▶ **Exercise**
Return every line below in which "pink" appears.

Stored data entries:
▬▬▬▬▬▬▬▬▬▬

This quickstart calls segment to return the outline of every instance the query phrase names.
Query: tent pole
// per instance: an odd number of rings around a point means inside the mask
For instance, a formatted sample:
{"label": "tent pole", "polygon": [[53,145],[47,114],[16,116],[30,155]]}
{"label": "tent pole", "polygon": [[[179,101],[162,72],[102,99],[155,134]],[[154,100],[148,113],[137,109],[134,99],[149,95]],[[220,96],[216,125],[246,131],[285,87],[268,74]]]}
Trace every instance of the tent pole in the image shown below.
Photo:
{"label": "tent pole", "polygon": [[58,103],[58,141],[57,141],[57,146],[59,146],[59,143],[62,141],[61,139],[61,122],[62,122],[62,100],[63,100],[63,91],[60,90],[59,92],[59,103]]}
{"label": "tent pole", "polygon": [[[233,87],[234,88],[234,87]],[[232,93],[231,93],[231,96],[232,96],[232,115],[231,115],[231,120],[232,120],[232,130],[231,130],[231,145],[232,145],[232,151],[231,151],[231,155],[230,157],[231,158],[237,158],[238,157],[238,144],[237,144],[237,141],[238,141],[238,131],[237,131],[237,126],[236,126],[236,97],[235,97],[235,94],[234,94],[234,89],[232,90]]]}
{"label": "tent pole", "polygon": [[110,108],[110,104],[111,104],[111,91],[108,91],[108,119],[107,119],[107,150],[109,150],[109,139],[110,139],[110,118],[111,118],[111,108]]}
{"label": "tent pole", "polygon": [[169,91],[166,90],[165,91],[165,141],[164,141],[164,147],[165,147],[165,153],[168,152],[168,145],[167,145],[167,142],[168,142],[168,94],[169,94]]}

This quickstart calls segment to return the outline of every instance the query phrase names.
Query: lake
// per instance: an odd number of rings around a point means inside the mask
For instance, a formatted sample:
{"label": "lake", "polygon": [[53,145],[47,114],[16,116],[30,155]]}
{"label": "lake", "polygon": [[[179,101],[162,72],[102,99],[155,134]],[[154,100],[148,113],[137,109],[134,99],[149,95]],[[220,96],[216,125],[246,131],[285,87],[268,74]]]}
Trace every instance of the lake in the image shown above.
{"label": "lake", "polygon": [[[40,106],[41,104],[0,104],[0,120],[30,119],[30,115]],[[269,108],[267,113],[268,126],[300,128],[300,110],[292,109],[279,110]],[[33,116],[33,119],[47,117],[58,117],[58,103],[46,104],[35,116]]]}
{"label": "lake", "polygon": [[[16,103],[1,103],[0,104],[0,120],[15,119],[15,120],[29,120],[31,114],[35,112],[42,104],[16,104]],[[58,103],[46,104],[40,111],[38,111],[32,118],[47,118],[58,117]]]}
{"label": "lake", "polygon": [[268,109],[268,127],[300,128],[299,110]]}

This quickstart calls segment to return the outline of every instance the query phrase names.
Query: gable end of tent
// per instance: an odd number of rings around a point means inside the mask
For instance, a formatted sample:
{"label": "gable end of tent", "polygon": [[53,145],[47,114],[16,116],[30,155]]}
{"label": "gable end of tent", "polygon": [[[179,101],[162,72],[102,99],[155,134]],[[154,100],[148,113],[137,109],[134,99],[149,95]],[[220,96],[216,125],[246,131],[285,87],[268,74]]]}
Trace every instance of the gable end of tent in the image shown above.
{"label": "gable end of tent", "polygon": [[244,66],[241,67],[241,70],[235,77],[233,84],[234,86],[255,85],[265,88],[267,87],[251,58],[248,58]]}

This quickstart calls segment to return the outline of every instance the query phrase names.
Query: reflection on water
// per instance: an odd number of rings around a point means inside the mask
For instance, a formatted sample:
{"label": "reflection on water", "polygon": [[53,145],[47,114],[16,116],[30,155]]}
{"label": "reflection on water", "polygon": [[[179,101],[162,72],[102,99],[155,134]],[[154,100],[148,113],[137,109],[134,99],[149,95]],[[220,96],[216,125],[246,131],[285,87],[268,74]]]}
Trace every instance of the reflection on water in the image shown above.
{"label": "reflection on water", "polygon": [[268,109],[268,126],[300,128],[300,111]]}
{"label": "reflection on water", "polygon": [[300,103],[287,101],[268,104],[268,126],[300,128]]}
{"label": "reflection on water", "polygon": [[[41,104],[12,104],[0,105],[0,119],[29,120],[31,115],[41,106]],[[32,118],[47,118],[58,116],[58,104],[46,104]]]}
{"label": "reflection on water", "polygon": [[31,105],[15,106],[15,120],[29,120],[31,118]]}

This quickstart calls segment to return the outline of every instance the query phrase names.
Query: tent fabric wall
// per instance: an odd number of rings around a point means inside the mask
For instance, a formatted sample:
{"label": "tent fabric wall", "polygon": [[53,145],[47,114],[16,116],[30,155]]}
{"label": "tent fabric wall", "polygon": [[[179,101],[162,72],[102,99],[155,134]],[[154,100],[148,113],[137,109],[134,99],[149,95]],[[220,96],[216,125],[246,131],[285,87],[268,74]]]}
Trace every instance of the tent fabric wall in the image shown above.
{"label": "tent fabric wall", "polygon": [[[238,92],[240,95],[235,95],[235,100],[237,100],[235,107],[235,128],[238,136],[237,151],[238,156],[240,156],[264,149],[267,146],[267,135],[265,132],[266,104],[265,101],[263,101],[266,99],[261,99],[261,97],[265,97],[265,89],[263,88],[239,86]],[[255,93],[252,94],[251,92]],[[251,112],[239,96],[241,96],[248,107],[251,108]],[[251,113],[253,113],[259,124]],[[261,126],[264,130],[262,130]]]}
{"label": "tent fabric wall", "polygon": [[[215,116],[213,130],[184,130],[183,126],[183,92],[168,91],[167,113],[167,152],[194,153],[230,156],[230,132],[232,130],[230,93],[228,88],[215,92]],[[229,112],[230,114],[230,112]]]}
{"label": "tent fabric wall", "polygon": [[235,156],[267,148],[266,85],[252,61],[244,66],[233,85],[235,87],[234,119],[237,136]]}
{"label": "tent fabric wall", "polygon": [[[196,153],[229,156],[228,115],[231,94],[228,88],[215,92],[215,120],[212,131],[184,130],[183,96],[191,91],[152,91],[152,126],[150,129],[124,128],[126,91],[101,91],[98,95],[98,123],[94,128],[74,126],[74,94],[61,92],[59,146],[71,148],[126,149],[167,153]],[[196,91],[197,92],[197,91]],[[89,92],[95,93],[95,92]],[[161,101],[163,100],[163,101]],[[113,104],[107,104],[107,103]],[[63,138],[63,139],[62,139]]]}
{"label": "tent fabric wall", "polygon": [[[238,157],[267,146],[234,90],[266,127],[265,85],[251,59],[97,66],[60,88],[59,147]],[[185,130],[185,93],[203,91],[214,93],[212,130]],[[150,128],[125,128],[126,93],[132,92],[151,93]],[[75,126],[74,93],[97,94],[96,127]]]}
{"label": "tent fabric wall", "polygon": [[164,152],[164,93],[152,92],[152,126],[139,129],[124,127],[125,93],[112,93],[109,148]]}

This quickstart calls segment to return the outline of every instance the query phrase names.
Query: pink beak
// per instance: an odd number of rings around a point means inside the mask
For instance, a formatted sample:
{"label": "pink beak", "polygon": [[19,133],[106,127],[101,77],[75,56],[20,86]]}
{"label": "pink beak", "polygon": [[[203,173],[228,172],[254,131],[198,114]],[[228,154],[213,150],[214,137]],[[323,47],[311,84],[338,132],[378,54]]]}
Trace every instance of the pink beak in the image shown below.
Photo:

▬▬▬▬▬▬▬▬▬▬

▶ **Solution to this exercise**
Query: pink beak
{"label": "pink beak", "polygon": [[19,133],[106,127],[101,77],[75,56],[20,86]]}
{"label": "pink beak", "polygon": [[[203,173],[228,172],[254,131],[198,114]],[[228,154],[213,150],[214,137]],[[323,47],[311,84],[338,132],[378,54]]]}
Trace every instance of the pink beak in the image shown below.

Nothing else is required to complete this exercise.